[Problem statement]:
Count the lines of the data below that contain the string "beam". Reply with the number only.

[Data entries]:
start

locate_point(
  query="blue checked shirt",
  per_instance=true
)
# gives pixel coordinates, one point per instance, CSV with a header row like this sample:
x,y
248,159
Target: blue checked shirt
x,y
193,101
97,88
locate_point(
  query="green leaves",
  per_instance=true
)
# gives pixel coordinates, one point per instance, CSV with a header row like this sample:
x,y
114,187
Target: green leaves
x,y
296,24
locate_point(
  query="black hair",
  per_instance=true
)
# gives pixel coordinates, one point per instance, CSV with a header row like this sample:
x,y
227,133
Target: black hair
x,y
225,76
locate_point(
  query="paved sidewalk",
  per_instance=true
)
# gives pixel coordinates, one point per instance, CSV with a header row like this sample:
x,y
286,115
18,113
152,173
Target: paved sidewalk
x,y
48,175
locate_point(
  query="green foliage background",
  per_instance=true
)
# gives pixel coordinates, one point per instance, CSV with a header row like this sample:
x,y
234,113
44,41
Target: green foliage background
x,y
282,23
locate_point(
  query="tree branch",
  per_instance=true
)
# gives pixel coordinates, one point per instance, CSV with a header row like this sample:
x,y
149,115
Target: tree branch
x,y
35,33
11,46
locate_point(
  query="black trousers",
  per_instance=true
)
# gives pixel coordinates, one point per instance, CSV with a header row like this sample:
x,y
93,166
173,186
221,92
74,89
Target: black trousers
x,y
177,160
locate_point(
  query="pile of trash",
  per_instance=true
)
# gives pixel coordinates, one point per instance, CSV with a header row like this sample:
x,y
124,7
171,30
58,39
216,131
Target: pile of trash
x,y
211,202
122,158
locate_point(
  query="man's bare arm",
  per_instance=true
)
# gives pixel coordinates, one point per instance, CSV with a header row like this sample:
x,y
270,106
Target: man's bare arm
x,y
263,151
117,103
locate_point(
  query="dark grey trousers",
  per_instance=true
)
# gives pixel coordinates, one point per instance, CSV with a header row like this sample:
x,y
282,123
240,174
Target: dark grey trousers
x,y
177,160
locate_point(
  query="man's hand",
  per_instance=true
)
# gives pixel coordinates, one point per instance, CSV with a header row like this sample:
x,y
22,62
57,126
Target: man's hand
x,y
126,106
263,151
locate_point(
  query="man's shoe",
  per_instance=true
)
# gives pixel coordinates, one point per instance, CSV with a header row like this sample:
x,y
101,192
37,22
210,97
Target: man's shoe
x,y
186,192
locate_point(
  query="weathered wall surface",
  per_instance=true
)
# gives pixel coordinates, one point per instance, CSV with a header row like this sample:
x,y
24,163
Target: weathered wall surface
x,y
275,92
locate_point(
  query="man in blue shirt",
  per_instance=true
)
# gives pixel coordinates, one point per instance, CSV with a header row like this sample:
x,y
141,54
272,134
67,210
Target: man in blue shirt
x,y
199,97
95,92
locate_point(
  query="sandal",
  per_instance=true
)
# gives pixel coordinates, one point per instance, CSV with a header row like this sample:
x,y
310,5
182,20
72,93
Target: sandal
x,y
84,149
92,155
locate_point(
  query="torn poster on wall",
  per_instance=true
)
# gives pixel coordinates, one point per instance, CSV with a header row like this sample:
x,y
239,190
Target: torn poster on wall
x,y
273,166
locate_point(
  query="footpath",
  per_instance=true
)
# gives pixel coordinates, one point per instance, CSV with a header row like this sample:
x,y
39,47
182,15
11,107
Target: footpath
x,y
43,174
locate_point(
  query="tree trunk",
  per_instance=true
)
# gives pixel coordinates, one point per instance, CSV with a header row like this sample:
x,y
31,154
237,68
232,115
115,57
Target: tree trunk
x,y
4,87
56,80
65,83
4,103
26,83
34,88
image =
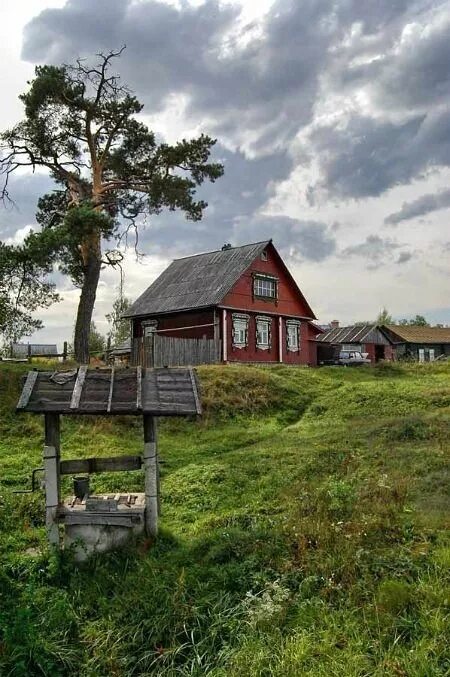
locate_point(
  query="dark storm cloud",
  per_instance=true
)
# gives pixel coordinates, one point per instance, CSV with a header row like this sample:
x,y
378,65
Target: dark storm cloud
x,y
232,215
418,74
24,191
270,84
375,249
365,157
294,238
259,93
404,257
423,205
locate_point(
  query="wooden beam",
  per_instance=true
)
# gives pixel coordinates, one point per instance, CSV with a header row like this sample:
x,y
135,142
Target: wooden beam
x,y
92,465
198,405
27,389
52,477
111,386
78,387
107,519
138,387
150,458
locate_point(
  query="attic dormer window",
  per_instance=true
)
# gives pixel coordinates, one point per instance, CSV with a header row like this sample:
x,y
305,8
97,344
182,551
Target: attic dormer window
x,y
265,286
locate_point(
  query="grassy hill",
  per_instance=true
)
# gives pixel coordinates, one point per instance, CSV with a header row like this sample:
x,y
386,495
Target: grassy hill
x,y
303,533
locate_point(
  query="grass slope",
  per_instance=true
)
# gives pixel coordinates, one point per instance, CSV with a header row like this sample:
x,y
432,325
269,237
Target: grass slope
x,y
303,533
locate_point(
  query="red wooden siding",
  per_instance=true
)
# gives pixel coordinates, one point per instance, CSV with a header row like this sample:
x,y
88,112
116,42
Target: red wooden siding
x,y
289,301
251,353
193,319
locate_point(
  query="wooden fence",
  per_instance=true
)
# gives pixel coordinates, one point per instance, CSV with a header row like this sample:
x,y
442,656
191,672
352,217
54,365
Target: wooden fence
x,y
168,351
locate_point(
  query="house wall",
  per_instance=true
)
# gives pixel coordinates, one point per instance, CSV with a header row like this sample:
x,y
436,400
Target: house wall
x,y
251,353
411,350
289,301
193,319
289,304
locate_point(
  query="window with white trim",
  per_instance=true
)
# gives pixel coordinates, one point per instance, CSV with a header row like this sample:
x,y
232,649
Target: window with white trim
x,y
293,335
265,287
149,327
263,332
240,330
352,346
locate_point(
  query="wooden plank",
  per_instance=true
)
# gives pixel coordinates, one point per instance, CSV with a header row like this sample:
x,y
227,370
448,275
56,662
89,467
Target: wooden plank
x,y
151,466
92,465
198,405
111,387
139,387
78,387
27,389
52,476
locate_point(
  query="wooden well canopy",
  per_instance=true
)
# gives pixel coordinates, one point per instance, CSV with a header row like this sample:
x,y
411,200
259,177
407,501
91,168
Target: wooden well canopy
x,y
156,392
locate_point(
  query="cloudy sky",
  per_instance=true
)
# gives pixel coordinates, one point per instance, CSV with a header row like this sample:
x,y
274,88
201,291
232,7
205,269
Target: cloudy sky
x,y
333,123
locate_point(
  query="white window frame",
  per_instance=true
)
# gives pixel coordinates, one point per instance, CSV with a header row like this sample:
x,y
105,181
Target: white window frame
x,y
293,332
265,286
263,332
239,330
149,327
352,347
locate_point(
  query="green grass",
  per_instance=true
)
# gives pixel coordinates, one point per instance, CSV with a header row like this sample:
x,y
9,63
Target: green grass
x,y
304,532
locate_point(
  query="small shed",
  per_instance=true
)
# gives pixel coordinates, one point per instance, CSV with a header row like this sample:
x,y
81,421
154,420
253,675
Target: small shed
x,y
25,350
365,338
104,521
424,344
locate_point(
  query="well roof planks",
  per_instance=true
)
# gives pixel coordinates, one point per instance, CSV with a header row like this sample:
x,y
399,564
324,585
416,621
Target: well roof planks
x,y
159,392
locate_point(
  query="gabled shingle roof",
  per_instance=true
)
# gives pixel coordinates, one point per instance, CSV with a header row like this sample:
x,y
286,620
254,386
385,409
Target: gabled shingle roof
x,y
196,281
419,334
365,333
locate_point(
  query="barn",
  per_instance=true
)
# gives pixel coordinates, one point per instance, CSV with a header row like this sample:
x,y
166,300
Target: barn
x,y
242,298
424,344
365,338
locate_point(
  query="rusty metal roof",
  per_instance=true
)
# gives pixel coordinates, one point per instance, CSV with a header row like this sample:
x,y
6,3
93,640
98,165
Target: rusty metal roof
x,y
160,392
411,334
365,333
196,281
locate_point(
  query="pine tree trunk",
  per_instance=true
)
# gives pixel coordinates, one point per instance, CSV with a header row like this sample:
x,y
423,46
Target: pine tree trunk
x,y
86,307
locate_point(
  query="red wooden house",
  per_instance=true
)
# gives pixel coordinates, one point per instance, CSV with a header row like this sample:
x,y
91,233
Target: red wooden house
x,y
245,296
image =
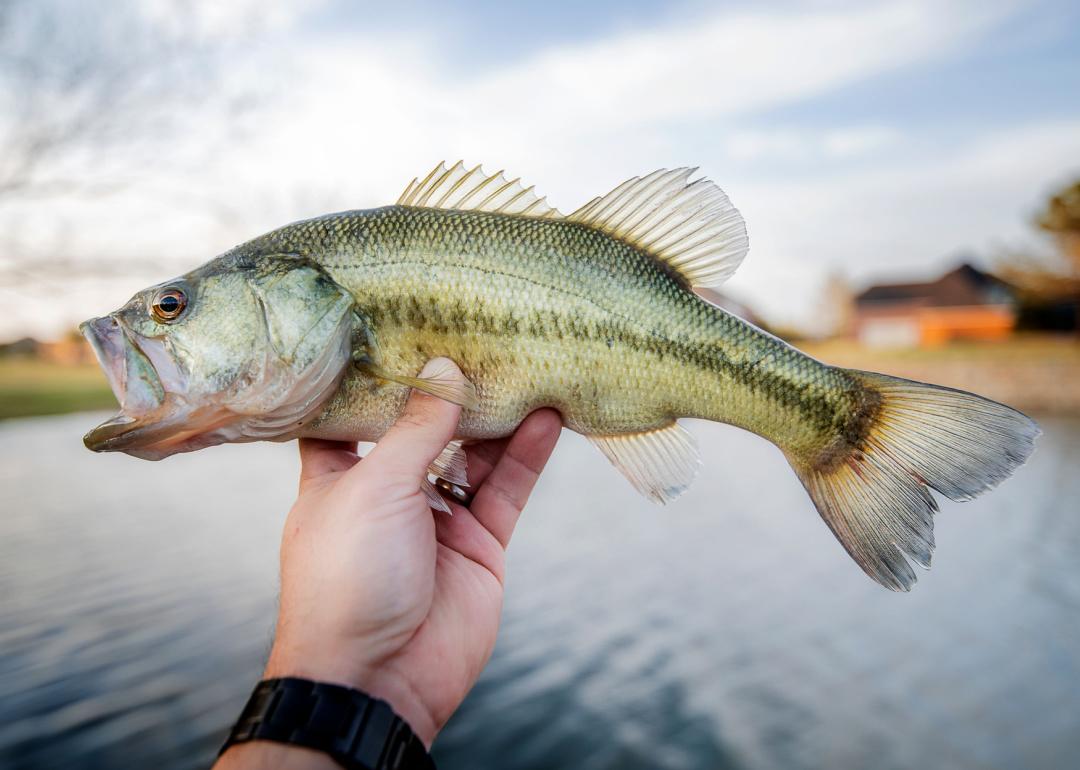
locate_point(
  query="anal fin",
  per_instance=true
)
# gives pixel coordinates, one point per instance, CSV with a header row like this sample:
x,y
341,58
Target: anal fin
x,y
660,462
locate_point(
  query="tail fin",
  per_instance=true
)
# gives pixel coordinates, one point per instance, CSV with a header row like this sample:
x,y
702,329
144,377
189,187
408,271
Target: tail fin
x,y
874,495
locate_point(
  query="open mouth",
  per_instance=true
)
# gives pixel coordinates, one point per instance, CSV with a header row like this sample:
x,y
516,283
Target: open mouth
x,y
136,385
156,419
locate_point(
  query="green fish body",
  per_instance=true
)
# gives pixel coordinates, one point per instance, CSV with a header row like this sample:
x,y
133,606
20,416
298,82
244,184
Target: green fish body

end

[Exercise answer]:
2